Thousands of uncategorized files were added to the already-bloated Category:History. All of the edits I find were on 31 May 2024. Could some please automatically revert these edits? Thanks. Cryptic-waveform (talk) 20:55, 24 June 2024 (UTC)[reply]

I don't think it's a good idea to return it. My idea was to then move the files from "Category:History" to more specific categories. --Mitte27 (talk) 09:59, 25 June 2024 (UTC)[reply]
The current status is that thousands of files that were correctly marked as Uncategorized, and therefore easily visible to contributors doing a first round of categorization, are now erroneously categorized in a top-level category. Cryptic-waveform (talk) 13:04, 25 June 2024 (UTC)[reply]
@Mitte27: so when do you plan to move the images to more specific categories? This is clearly not an indefinite solution. —Matrix(!) {user - talk? - uselesscontributions} 18:55, 26 June 2024 (UTC)[reply]
I sorted out some photos related to the history of Russia/USSR, but I have little understanding of American history, and most of the photos in the category are related to it. In any case, this category is better than none. --Mitte27 (talk) 22:29, 26 June 2024 (UTC)[reply]
There is no reason to ever place files into extremely broad categories like Category:History. Please do not remove {{Uncategorized}} unless you are able to either accurate place a file in the most specific categories available or into a dedicated cleanup category. Pi.1415926535 (talk) 00:22, 27 June 2024 (UTC)[reply]
You could just use cat-a-lot. I don't think adding all LOC or NARA images to "History" by default is a good idea. Enhancing999 (talk) 11:06, 30 June 2024 (UTC)[reply]

Category:Photographs by Carol M. Highsmith is an excellent Library of Congress collection of very good images. Unfortunaly, all those images are in TIFF format, which means that the average file size is 100-300 MB, which is incredibly large. It causes long loading times of even the preview image (let alone the actual file), and TIFF file format is not supported by most browsers or general applications. Wikipedia discourages using TIFF files for those reasons, and this reduces the likelyhood of those excellent images being used.

Therefore, some bot should convert those TIFFs to JPEGs, copy the descriptions/categories and make sure the files reference each other. Further, the categories from the TIFF files should be replaced with Category:LC TIF images with categorized JPGs TheImaCow (talk) 21:59, 30 June 2024 (UTC)[reply]

@TheImaCow Thanks for finding this. I've filed for a bot Commons:Bots/Requests/ImageConverterBot -- DaxServer (talk) 15:13, 1 July 2024 (UTC)[reply]
I didn't expect someone to reply to this so quick, thank you!
************
WORK TO COMPLETE: Write out the part of the discussion that begins at the words "Therefore, some bot" and stops after the words "quick, thank you!". Rely on the discussion alone.
************
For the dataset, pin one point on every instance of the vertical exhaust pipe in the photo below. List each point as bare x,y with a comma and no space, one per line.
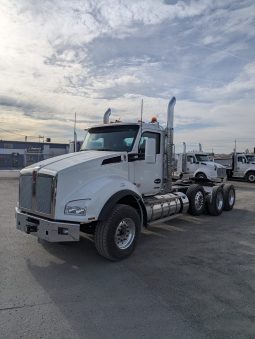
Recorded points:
184,158
170,138
107,116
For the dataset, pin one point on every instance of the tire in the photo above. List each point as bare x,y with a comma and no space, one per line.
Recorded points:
250,176
215,201
116,237
229,197
201,176
196,195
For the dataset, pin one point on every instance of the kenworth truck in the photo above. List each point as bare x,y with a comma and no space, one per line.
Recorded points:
241,166
198,165
119,182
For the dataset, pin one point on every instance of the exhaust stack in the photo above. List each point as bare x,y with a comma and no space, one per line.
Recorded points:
170,138
107,116
184,158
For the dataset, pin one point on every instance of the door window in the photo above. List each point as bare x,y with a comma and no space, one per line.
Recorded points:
190,159
145,136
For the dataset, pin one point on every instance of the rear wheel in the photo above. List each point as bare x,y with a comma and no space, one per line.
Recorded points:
250,176
215,201
196,195
116,237
229,197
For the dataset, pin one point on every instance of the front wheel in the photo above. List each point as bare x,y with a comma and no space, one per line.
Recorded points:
116,237
229,197
201,176
250,176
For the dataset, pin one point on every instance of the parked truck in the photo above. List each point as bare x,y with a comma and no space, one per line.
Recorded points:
************
ANSWER TO THIS PROBLEM:
Therefore, some bot should convert those TIFFs to JPEGs, copy the descriptions/categories and make sure the files reference each other. Further, the categories from the TIFF files should be replaced with Category:LC TIF images with categorized JPGs TheImaCow (talk) 21:59, 30 June 2024 (UTC)[reply]

@TheImaCow Thanks for finding this. I've filed for a bot Commons:Bots/Requests/ImageConverterBot -- DaxServer (talk) 15:13, 1 July 2024 (UTC)[reply]
I didn't expect someone to reply to this so quick, thank you!